What needs to be done: Return the lines of every record below, reproduced character for character, but leave out the pictures.

Extracted data entries:

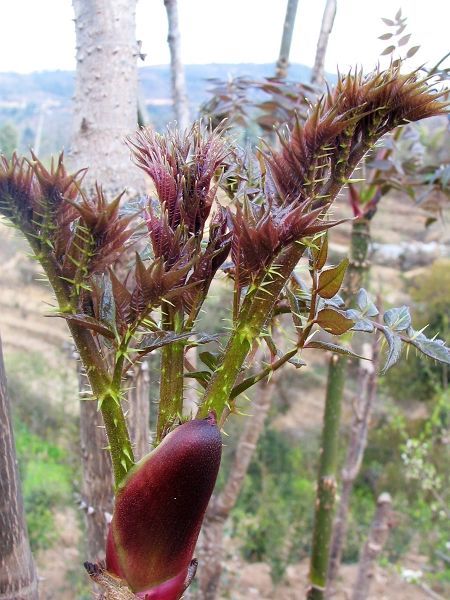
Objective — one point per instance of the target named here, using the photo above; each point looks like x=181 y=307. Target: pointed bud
x=160 y=507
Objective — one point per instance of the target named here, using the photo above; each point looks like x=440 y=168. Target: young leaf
x=365 y=304
x=333 y=322
x=330 y=281
x=210 y=359
x=388 y=50
x=158 y=339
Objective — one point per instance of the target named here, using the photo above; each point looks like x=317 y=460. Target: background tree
x=179 y=93
x=18 y=580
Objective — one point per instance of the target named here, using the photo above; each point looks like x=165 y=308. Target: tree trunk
x=366 y=396
x=179 y=94
x=378 y=536
x=97 y=485
x=286 y=39
x=138 y=416
x=317 y=75
x=106 y=100
x=211 y=542
x=18 y=579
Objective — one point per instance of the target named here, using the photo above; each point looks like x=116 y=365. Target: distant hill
x=39 y=104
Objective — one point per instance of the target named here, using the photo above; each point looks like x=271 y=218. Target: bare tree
x=179 y=94
x=366 y=396
x=378 y=536
x=317 y=76
x=211 y=544
x=18 y=579
x=286 y=38
x=106 y=97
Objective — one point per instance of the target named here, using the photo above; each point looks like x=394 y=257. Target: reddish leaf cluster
x=343 y=126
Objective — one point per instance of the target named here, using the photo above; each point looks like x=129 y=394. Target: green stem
x=257 y=308
x=326 y=481
x=337 y=369
x=172 y=369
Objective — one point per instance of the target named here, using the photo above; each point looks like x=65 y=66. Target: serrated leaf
x=202 y=376
x=321 y=253
x=330 y=280
x=412 y=51
x=89 y=322
x=296 y=308
x=388 y=50
x=365 y=304
x=398 y=319
x=333 y=348
x=333 y=322
x=394 y=348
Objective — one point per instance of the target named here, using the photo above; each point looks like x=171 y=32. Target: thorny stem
x=326 y=486
x=257 y=308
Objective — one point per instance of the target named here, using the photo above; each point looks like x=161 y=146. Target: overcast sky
x=39 y=35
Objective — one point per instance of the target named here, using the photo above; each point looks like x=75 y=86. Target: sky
x=38 y=35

Exercise solution:
Objective — one point per instance of the target named here, using the photo above; each point looks like x=181 y=307. Target: pointed bud
x=160 y=507
Objective — one point per instance of the target named here, using the photo above; each point looks like x=440 y=168. Target: young leaf
x=365 y=304
x=333 y=322
x=330 y=281
x=210 y=359
x=388 y=50
x=158 y=339
Objective — one point per instance of the target named here, using the photo above; each point looks like x=317 y=460. Target: background tree
x=179 y=93
x=18 y=580
Objective — one point per instance of the target named here, using the photo above; each point looks like x=165 y=308. Target: tree trunk
x=366 y=396
x=179 y=94
x=378 y=536
x=97 y=485
x=286 y=39
x=138 y=416
x=317 y=75
x=106 y=100
x=211 y=542
x=18 y=579
Objective — one point per instance of the target named here, using the photo above; each point looks like x=116 y=365. Target: distant hill
x=39 y=104
Objective — one point per instance of the target named here, using the photo above; each point looks like x=271 y=218. Target: bare tree
x=179 y=94
x=366 y=396
x=378 y=536
x=317 y=76
x=211 y=544
x=18 y=579
x=286 y=38
x=106 y=97
Objective — one point per instance of the target named here, using the photo above; each point looks like x=394 y=257. Target: reddish leaf cluster
x=343 y=126
Objective — one point per instance of the target named here, using the photo above; each point looks like x=129 y=394. Target: green stem
x=257 y=308
x=326 y=481
x=337 y=369
x=172 y=369
Objective — one point per instance of the target named here, using the photo above; each point looks like x=65 y=66. Target: serrated leaf
x=202 y=376
x=321 y=253
x=330 y=280
x=412 y=51
x=89 y=322
x=296 y=308
x=388 y=50
x=365 y=304
x=398 y=319
x=333 y=348
x=333 y=322
x=394 y=348
Objective — one point per instance of the target named here, using the photo above; each point looks like x=171 y=32. Target: thorny stem
x=326 y=486
x=257 y=308
Objective — one point per instance of the target named here, using the photo above; each point looks like x=161 y=146. Target: overcast sky
x=39 y=35
Objective — one point per instance of the target named here, using the photo above; each point looks like x=75 y=86. Target: sky
x=38 y=35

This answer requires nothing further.